» **Task statement**: Copy out the lines of the data below word for word, starting at the line containing "If you could pin the arched" and ending at the line containing "column 239, row 39", with both of those lines included.

(Point-based annotation data)
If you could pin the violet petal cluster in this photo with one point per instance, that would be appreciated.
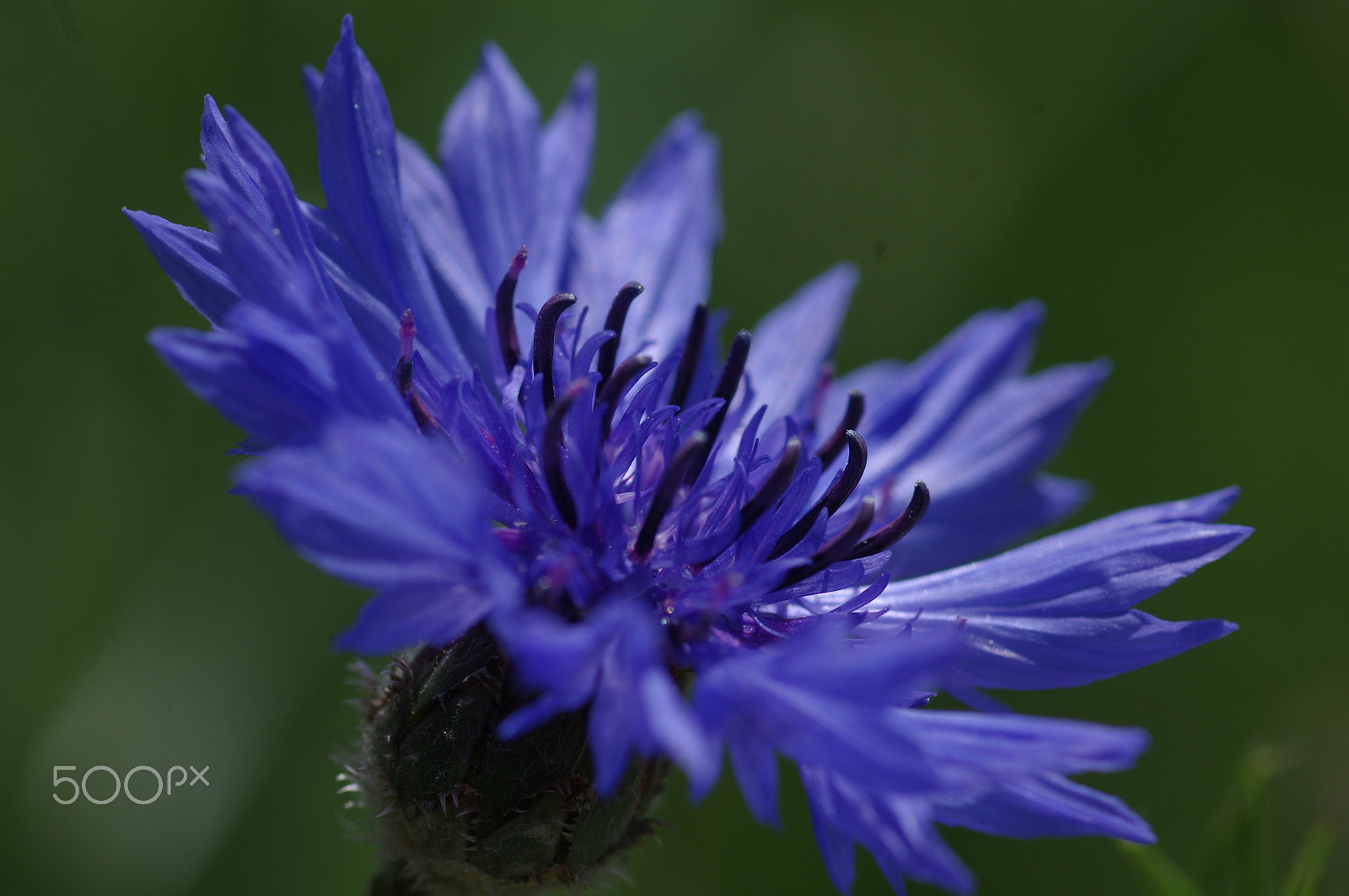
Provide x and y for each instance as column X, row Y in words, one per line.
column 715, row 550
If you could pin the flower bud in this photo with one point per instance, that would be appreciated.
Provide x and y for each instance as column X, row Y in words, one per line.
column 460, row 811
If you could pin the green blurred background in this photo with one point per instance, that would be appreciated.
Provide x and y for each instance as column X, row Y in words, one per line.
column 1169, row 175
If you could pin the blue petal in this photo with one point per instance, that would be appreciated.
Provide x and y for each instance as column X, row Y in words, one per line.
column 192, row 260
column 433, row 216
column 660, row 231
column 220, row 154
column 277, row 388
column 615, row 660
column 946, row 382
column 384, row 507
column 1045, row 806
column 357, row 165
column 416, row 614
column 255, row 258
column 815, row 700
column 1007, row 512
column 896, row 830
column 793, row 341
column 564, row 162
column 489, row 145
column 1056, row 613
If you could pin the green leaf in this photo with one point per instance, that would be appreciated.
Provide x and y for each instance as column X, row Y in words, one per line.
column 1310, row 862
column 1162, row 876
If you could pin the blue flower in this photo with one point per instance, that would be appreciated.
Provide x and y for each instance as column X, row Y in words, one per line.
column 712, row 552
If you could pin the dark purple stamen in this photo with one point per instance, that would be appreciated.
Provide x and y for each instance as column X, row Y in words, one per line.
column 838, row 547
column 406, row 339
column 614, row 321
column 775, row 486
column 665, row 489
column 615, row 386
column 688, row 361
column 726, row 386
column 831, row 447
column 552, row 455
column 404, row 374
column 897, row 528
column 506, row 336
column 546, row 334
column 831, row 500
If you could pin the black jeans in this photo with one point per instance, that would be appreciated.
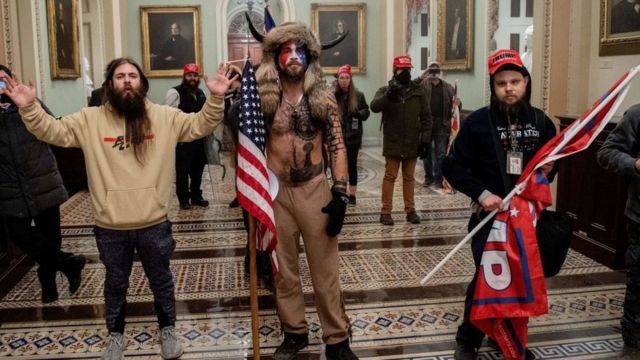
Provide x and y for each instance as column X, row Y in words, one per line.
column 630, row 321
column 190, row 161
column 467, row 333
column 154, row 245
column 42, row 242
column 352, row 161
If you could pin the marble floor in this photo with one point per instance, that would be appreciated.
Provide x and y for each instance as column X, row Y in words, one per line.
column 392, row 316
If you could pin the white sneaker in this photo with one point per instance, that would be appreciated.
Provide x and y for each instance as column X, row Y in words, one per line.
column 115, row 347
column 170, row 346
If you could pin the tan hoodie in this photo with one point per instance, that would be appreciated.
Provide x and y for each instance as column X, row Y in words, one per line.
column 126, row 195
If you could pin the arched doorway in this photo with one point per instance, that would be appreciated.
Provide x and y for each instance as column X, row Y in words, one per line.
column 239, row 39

--

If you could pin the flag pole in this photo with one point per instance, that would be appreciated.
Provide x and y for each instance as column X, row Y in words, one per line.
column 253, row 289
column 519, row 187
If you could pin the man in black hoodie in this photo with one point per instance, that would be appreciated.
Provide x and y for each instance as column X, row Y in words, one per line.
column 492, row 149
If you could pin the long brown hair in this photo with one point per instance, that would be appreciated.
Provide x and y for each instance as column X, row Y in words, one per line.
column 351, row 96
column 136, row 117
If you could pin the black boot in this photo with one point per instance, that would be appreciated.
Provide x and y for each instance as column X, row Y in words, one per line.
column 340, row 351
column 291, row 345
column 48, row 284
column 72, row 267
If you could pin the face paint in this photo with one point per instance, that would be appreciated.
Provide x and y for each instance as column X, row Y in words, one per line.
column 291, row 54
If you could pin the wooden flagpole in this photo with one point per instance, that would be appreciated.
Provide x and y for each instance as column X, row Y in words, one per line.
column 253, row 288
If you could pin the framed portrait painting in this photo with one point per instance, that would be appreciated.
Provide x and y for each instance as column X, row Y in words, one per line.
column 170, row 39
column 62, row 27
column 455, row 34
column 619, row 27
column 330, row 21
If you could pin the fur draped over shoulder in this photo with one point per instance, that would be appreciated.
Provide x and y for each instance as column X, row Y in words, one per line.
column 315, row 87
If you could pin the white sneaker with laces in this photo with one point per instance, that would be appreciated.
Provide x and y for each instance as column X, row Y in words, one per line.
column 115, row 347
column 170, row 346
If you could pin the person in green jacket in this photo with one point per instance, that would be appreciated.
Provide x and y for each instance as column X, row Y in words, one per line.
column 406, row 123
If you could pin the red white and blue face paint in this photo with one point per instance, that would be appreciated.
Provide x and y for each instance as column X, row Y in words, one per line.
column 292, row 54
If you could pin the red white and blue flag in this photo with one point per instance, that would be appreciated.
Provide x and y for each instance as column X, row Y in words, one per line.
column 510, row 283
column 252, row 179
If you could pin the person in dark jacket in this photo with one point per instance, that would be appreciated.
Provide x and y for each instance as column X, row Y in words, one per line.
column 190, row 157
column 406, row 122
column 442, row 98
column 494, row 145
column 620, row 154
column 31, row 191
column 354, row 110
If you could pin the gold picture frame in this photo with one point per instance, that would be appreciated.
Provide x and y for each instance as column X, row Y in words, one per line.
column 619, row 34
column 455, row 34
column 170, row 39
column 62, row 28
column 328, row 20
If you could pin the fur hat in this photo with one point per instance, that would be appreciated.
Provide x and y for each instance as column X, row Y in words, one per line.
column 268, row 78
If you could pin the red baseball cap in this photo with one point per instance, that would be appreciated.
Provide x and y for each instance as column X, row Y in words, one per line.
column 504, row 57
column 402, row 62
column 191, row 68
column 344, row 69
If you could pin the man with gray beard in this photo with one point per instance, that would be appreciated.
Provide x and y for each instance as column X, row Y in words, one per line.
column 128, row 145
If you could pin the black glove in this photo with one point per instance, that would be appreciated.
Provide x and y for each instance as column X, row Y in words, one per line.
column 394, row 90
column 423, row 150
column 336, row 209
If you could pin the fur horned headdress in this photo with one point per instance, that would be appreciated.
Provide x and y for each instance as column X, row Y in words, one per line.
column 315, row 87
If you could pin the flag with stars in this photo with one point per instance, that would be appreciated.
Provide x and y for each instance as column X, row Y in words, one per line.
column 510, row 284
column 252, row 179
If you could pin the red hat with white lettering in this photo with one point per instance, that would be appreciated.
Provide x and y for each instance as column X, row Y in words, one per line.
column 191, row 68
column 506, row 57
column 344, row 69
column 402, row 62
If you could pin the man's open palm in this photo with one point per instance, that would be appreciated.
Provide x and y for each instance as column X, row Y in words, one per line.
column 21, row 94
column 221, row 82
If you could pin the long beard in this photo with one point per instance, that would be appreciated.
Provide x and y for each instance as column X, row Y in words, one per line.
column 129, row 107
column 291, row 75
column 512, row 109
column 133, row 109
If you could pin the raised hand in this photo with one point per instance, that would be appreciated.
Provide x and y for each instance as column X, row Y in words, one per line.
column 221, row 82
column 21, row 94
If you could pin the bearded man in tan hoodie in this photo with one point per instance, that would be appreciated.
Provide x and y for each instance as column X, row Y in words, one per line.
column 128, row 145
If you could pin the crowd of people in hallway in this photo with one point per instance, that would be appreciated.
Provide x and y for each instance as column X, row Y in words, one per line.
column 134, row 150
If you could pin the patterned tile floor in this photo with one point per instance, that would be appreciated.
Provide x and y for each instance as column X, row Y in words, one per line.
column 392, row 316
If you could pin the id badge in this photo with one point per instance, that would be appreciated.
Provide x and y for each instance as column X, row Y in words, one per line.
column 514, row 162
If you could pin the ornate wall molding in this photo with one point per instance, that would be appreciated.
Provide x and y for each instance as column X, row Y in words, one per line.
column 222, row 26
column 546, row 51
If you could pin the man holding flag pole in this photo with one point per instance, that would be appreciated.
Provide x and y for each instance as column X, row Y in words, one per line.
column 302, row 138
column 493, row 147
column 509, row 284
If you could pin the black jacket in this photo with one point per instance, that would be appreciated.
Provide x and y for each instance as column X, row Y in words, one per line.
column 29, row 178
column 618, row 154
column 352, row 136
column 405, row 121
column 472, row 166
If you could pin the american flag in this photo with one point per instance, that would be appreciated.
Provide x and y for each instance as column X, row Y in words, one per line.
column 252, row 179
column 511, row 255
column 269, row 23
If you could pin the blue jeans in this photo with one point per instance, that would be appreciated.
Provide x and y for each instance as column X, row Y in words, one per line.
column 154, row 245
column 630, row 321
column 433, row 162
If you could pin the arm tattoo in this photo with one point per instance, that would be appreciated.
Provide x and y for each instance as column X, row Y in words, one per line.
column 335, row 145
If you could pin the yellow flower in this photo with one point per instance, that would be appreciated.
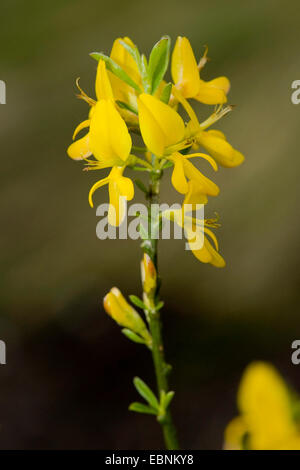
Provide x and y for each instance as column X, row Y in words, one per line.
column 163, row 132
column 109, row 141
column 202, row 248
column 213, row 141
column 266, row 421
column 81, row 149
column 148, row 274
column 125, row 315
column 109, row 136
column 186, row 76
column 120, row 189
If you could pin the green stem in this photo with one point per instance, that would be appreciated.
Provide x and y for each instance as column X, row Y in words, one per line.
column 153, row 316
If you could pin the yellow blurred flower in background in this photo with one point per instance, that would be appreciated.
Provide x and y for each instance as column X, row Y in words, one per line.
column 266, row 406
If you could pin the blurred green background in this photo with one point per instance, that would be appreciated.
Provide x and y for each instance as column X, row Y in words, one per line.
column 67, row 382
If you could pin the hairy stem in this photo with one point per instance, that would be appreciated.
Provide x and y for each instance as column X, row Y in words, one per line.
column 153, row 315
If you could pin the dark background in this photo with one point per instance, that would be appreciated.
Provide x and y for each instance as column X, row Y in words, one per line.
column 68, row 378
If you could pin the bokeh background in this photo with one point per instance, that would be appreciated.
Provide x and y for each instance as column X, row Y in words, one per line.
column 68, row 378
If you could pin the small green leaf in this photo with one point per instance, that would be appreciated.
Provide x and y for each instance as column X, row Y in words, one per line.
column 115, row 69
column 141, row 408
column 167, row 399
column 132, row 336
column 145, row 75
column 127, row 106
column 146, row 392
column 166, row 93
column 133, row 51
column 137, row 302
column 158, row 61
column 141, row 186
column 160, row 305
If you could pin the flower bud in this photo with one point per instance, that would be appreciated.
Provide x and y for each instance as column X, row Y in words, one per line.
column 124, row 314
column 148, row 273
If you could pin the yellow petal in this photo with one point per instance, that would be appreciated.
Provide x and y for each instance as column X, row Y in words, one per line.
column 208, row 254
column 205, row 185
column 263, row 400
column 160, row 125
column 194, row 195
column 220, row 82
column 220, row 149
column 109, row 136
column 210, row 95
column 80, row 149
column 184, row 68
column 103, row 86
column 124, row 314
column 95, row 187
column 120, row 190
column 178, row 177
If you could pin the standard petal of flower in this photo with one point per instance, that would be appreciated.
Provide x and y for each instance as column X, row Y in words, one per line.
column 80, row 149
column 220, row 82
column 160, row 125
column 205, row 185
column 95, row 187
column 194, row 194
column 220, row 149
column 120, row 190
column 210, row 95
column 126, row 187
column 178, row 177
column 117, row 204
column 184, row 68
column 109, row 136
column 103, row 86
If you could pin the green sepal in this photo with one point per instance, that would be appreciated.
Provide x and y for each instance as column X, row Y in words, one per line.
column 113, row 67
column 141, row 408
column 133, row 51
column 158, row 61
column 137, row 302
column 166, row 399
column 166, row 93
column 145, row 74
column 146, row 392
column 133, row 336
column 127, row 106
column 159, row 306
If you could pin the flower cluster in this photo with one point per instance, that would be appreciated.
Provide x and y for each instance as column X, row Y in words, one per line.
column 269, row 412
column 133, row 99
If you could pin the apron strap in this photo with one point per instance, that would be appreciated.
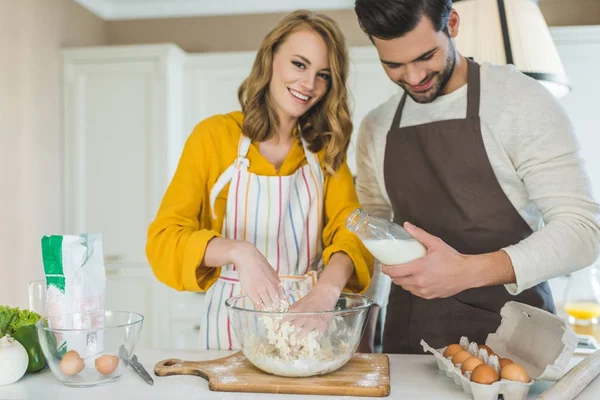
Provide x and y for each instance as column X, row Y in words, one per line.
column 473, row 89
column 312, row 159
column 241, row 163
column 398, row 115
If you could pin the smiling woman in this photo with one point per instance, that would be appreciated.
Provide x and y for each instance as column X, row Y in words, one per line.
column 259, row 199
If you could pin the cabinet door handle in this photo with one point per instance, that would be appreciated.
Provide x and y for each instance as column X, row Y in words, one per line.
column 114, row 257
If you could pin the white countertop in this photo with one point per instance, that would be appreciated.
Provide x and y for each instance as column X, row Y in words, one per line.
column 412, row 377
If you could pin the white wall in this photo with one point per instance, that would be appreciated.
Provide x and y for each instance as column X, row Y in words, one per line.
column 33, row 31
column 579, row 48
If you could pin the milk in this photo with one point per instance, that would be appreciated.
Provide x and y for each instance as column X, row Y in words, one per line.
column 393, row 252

--

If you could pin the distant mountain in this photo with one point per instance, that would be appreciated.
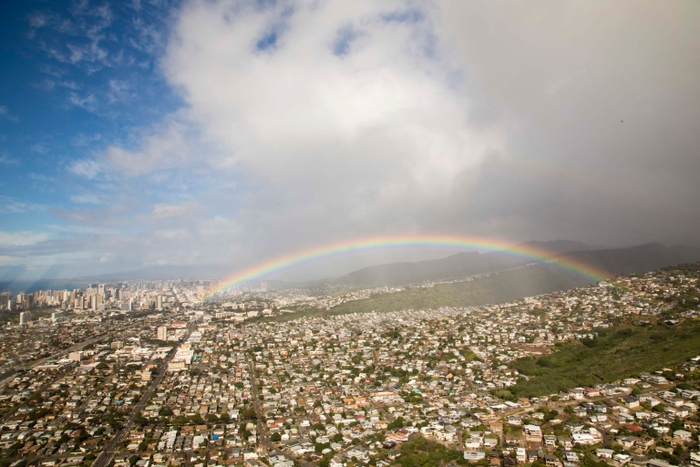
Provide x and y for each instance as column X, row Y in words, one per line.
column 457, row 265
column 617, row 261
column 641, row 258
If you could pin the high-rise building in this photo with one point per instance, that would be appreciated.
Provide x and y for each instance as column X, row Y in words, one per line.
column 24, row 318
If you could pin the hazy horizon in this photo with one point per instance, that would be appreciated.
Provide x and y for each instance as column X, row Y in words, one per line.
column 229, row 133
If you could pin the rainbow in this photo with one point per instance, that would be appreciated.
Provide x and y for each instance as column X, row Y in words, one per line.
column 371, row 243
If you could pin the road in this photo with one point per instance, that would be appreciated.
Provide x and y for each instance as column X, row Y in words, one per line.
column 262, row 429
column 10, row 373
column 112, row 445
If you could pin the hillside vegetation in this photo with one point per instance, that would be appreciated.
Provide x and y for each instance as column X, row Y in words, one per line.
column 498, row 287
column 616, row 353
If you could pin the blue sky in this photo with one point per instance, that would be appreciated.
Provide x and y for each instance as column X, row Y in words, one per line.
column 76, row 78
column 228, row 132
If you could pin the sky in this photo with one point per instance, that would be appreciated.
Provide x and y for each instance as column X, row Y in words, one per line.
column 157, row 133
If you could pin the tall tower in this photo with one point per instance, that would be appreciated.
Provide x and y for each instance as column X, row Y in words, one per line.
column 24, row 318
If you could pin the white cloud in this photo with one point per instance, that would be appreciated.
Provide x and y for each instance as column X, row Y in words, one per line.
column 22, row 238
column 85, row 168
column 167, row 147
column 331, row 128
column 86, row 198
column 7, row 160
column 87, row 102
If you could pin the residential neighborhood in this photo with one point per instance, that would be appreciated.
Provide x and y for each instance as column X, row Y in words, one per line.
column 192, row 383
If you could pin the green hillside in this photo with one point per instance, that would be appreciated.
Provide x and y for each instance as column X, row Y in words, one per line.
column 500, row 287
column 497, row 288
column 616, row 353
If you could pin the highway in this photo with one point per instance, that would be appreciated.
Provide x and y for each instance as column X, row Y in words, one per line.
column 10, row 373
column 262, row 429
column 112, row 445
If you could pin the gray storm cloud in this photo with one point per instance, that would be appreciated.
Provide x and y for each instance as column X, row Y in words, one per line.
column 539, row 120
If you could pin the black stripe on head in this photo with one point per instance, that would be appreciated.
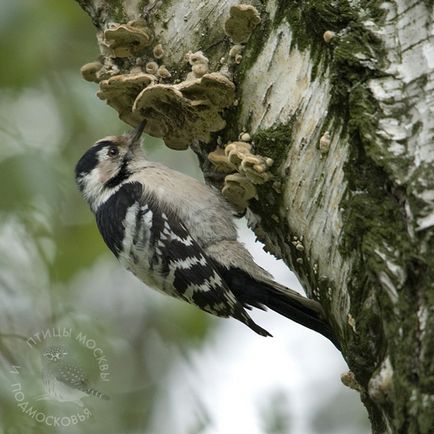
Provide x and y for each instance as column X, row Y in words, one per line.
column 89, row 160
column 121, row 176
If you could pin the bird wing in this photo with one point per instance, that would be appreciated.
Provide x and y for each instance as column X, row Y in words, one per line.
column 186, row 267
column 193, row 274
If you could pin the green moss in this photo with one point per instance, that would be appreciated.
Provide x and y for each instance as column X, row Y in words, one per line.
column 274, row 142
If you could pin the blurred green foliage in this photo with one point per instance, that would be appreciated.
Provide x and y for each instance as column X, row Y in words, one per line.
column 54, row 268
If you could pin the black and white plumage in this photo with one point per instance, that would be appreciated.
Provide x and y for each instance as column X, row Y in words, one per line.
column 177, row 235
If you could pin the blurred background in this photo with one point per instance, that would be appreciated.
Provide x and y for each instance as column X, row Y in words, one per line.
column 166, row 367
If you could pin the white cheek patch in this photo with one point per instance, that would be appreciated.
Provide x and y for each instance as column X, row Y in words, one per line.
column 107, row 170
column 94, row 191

» **Task response**:
If you could pin the arched doorway in this photo with one point per instance, that would be appreciated.
Provide x and y for each instance as column X, row Y in words, one per line.
column 239, row 39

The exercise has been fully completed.